Parmi les plans effectivement appliqués jusqu’à maintenant, on peut faire allusion au triplement du nombre d’écoles professionnelles, à l’assouplissement du code du travail afin de favoriser la constitution de groupements de travailleurs et la mise en place d’un centre de documentation et de statistiques, sorte d’observatoire de l’emploi.
Mais la plus importante innovation politique en matière d’emplois est la création de petites entreprises à rendement immédiat et visible. En Iran, même si 98% des entreprises emploient moins de 50 employés et sont donc considérées comme des petites entreprises, la création des PE est pour la première fois considérée comme pouvant être un moyen de réduire le chômage, alors que depuis trois décennies les PME tendaient déjà à être considérées comme étant des agents relativement fiables permettant de lutter contre le chômage. Quoiqu’il en soit, la plus importante des politiques appliquées par le gouvernement au cours de ce quatrième plan quinquennal a jusqu’à maintenant été la gestion et l’investissement des réserves bancaires, des taxes et de la masse monétaire dans le secteur de l’emploi et plus précisément dans le secteur des PE, d’autant plus qu’il ne s’agit pas seulement de créer de nouvelles entreprises mais également de protéger et de subventionner les PE déjà existantes. Dans ce sens, 10% des plans d’investissements et des financements bancaires concernent les PE existantes et tentent de remédier à leur problème de liquidité. C’est dans le cadre de cette politique que plus de 7200 milliards de tomans de contrats ont été signés par les banques et que 6000 milliards de tomans ont déjà été versés aux PE. Avec la création de nouvelles PE, il a été prévu que ces dernières permettront la création de 500 000 à 600 000 emplois sur les 900 000 créations d’emplois prévues cette année par le plan quinquennal de développement, même si elles ne seront pas en mesure de réaliser de réels profits avant l’année prochaine. C’est également dans cette optique que le ministère de l’Emploi a établi des statistiques et des plans de lutte contre le chômage pour chaque département de façon à déterminer précisément la population active disponible dans chaque secteur professionnel au sein de chaque province pour les années à venir.

(Entrées de contours de régions)
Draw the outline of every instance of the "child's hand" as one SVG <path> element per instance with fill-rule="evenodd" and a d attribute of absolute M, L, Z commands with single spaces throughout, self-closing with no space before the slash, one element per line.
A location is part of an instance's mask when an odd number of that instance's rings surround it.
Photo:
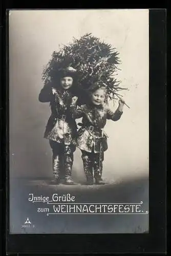
<path fill-rule="evenodd" d="M 78 97 L 74 96 L 72 98 L 71 104 L 75 104 L 78 99 Z"/>
<path fill-rule="evenodd" d="M 122 98 L 120 98 L 119 100 L 119 105 L 120 106 L 122 106 L 125 104 L 125 101 Z"/>

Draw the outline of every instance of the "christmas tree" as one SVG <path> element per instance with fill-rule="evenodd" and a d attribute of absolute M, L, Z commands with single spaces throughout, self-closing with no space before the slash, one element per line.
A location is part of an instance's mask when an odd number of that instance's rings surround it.
<path fill-rule="evenodd" d="M 106 86 L 109 98 L 119 97 L 119 91 L 127 90 L 119 86 L 116 78 L 117 66 L 120 63 L 119 53 L 110 44 L 101 41 L 92 34 L 86 34 L 79 39 L 54 51 L 45 68 L 42 80 L 45 83 L 56 79 L 57 71 L 71 66 L 78 72 L 78 86 L 86 90 L 94 82 L 101 81 Z"/>

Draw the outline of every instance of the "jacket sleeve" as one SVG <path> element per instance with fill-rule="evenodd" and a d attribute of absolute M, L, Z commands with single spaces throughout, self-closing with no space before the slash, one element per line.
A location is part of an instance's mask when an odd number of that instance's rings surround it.
<path fill-rule="evenodd" d="M 83 115 L 81 106 L 77 107 L 76 104 L 71 104 L 69 110 L 74 119 L 80 118 Z"/>
<path fill-rule="evenodd" d="M 119 111 L 118 109 L 115 112 L 112 111 L 110 109 L 107 109 L 107 119 L 111 119 L 113 121 L 117 121 L 120 119 L 123 112 Z"/>
<path fill-rule="evenodd" d="M 49 102 L 53 98 L 52 87 L 51 83 L 45 84 L 41 90 L 38 96 L 38 100 L 40 102 Z"/>

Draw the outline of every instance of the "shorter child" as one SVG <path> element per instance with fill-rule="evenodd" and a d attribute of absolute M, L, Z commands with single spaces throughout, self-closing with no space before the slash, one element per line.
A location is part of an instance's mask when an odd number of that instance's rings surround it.
<path fill-rule="evenodd" d="M 77 146 L 82 152 L 84 170 L 87 184 L 105 184 L 101 178 L 104 151 L 108 148 L 107 136 L 103 131 L 107 119 L 119 120 L 122 114 L 124 101 L 120 99 L 117 110 L 113 112 L 105 105 L 107 97 L 106 88 L 102 82 L 97 82 L 89 90 L 89 103 L 77 109 L 72 108 L 74 119 L 82 117 L 82 126 L 78 132 Z M 76 98 L 72 104 L 76 106 Z"/>

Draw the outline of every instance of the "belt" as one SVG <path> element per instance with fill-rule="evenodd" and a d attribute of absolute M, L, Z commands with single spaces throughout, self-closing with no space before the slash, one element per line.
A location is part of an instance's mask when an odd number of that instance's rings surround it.
<path fill-rule="evenodd" d="M 62 115 L 61 116 L 58 116 L 57 118 L 62 121 L 65 121 L 66 119 L 66 116 L 65 115 Z"/>
<path fill-rule="evenodd" d="M 99 128 L 98 127 L 95 127 L 93 126 L 93 125 L 90 125 L 89 126 L 86 126 L 85 127 L 89 132 L 97 132 L 99 133 L 101 133 L 102 130 L 100 128 Z"/>

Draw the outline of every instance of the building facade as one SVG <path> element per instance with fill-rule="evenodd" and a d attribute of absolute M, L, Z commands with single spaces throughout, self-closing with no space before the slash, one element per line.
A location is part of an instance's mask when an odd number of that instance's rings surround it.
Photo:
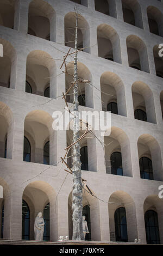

**CONSIGNES**
• A. Répondez aux questions suivantes à partir de l'extrait sur l'emploi en Iran :
(i) Dans quelle proportion le nombre d'écoles professionnelles a-t-il été augmenté ?
(ii) Quel pourcentage des entreprises iraniennes emploie moins de 50 employés ?
(iii) Quelle somme a déjà été versée aux PE ?
• B. Reproduisez fidèlement le passage de l'extrait sur l'emploi en Iran qui commence par « Parmi les plans » et se poursuit jusqu'à « d’observatoire de l’emploi. ».

**RÉPONSES**
• A.
(i) Il a été triplé.
(ii) 98 %.
(iii) 6000 milliards de tomans.

• B.
Parmi les plans effectivement appliqués jusqu’à maintenant, on peut faire allusion au triplement du nombre d’écoles professionnelles, à l’assouplissement du code du travail afin de favoriser la constitution de groupements de travailleurs et la mise en place d’un centre de documentation et de statistiques, sorte d’observatoire de l’emploi.